#### [Aim of the task]
Exact copies are required of the lines from the line containing "572, row 451." through the final line of the listing, both included, and of no other lines.

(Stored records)
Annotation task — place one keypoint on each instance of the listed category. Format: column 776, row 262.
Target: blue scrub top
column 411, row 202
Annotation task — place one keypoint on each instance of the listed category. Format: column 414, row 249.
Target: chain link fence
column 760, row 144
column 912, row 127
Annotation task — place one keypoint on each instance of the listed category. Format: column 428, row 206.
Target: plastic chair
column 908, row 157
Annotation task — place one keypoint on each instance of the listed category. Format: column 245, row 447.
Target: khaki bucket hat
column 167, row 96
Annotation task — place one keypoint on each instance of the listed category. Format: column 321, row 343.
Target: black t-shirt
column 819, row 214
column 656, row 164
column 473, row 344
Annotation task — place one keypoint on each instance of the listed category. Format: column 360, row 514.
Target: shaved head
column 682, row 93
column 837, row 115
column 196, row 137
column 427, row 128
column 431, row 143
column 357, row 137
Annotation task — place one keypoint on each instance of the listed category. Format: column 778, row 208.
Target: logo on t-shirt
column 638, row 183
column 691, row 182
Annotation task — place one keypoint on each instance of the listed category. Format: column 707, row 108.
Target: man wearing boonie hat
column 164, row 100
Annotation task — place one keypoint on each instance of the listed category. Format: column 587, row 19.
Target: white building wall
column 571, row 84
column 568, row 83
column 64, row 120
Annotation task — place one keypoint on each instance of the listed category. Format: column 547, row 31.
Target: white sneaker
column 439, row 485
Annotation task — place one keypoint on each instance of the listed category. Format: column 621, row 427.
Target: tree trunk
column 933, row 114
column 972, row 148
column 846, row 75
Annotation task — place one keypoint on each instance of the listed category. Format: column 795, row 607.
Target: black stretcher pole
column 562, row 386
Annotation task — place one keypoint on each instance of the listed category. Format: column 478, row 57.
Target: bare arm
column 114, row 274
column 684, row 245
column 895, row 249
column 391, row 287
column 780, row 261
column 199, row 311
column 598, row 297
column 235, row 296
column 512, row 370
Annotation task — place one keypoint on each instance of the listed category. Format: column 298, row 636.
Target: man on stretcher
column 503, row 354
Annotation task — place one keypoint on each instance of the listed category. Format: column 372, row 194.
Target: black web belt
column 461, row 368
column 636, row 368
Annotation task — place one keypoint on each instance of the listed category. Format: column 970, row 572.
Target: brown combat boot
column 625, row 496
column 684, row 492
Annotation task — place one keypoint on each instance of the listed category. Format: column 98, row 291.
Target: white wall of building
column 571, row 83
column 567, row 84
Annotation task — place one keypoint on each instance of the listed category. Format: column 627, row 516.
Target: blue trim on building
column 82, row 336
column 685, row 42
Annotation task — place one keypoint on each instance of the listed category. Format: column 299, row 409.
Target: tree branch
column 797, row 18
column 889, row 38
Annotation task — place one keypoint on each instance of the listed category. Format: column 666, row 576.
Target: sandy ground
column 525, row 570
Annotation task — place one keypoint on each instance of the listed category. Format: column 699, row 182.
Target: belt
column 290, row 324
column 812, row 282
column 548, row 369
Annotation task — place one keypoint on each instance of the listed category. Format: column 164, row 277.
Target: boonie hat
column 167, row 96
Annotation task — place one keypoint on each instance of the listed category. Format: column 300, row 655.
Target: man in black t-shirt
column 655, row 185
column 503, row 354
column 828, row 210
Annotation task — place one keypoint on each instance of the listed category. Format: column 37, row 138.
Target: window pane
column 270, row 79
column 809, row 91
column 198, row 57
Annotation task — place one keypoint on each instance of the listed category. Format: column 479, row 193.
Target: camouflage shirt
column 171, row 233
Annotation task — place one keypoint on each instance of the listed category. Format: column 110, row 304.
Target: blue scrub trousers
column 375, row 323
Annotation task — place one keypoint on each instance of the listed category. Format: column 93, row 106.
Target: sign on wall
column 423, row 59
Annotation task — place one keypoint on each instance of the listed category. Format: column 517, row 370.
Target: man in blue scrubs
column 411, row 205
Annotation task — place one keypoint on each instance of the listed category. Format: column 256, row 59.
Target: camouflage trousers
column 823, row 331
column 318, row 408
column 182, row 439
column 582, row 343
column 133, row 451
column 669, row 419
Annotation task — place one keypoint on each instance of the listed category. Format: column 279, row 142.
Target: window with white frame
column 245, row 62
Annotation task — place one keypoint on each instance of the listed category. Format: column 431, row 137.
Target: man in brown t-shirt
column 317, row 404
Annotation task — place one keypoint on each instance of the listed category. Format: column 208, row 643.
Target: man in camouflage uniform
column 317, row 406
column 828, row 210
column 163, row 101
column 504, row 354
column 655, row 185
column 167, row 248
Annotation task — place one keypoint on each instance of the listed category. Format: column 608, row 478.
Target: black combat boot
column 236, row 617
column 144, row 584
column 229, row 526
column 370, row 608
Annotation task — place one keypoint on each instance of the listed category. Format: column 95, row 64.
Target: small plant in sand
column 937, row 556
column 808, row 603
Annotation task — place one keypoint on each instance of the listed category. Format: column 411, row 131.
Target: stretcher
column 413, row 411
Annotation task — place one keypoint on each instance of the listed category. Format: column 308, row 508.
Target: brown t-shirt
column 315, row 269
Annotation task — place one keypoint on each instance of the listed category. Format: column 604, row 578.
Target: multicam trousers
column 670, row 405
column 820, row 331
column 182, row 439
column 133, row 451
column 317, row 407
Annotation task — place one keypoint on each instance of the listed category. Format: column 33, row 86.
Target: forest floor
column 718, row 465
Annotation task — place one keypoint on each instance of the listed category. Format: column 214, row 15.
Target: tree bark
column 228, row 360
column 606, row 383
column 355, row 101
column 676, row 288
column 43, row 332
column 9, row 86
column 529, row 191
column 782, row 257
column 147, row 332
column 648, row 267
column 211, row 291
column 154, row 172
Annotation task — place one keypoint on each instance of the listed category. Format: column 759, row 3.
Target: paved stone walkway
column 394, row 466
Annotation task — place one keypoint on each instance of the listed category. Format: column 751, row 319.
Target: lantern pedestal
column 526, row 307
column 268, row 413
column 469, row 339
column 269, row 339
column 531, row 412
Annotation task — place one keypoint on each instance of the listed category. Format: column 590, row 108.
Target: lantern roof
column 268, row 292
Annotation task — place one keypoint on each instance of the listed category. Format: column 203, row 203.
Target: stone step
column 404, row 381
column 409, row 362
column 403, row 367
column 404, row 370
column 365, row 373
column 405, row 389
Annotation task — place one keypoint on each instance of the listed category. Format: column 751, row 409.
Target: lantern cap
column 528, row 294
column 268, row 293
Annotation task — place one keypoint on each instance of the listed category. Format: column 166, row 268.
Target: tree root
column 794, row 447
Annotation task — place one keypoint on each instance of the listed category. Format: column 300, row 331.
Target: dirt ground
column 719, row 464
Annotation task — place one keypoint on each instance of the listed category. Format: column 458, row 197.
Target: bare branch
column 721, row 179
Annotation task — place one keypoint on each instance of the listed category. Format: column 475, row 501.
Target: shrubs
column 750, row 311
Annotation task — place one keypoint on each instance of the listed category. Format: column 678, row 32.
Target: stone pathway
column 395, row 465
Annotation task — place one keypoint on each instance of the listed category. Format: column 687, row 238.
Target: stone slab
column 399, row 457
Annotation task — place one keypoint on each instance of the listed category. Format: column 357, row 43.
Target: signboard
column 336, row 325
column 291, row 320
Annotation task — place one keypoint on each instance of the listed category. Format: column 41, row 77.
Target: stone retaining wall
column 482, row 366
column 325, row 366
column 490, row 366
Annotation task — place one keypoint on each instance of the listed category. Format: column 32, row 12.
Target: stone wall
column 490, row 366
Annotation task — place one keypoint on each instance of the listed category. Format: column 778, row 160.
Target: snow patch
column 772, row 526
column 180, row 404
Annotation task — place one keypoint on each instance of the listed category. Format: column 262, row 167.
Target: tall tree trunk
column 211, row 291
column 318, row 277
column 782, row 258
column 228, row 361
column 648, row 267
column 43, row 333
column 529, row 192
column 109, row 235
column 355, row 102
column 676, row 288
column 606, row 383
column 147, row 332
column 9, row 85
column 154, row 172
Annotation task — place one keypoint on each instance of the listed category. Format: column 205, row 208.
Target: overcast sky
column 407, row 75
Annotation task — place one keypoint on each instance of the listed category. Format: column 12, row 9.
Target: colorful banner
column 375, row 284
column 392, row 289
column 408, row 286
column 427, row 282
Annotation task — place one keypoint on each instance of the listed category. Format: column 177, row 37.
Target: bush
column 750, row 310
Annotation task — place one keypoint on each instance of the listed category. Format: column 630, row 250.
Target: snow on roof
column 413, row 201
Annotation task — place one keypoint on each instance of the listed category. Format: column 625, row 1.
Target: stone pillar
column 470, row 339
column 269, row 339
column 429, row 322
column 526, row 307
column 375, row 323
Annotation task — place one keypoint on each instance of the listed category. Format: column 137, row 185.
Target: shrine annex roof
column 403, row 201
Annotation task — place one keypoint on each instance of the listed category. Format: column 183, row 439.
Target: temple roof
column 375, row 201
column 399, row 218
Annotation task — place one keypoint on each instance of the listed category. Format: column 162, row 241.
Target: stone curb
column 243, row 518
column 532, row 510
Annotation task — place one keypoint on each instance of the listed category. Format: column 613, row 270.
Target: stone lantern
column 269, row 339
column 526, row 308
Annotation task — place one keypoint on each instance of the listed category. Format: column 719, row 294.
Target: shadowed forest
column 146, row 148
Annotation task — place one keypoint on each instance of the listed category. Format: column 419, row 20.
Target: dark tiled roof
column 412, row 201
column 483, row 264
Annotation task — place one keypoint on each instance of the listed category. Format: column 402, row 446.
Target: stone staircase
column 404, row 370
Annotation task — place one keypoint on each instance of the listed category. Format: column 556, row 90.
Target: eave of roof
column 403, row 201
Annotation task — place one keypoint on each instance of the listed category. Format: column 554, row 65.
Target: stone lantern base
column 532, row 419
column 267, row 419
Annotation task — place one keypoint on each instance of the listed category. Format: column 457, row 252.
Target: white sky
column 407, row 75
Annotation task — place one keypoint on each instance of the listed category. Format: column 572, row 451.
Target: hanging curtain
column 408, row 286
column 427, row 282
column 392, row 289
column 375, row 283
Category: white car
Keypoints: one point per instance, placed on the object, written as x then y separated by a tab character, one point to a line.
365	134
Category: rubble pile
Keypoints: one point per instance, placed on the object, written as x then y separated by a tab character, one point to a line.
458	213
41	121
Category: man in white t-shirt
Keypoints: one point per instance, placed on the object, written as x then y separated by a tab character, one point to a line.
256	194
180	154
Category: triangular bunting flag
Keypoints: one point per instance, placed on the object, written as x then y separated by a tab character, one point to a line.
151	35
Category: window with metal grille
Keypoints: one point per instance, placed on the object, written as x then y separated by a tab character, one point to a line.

#### [Solution to this task]
Annotation task — place one keypoint on each instance of the listed category. Format: column 572, row 451.
Target: hanging curtain
column 408, row 286
column 427, row 282
column 392, row 289
column 375, row 283
Category: white car
Keypoints: one point per instance, placed on the object, written as x then y separated by a tab character, one point to a line.
365	134
Category: rubble pile
Keypoints: one point per instance, placed on the object, written as x then y separated by a tab character, one point to a line.
458	213
41	121
Category: man in white t-shirt
Keypoints: one point per instance, placed on the object, written as x then y separated by a tab character, one point to a line.
256	194
180	154
Category: triangular bunting flag
Keypoints: one point per instance, placed on the object, written as x then y separated by a tab character, one point to a line.
151	35
Category: window with metal grille
Keypoints: one point per instance, placed on the object, written as x then y separated by a tab character, one point to a line.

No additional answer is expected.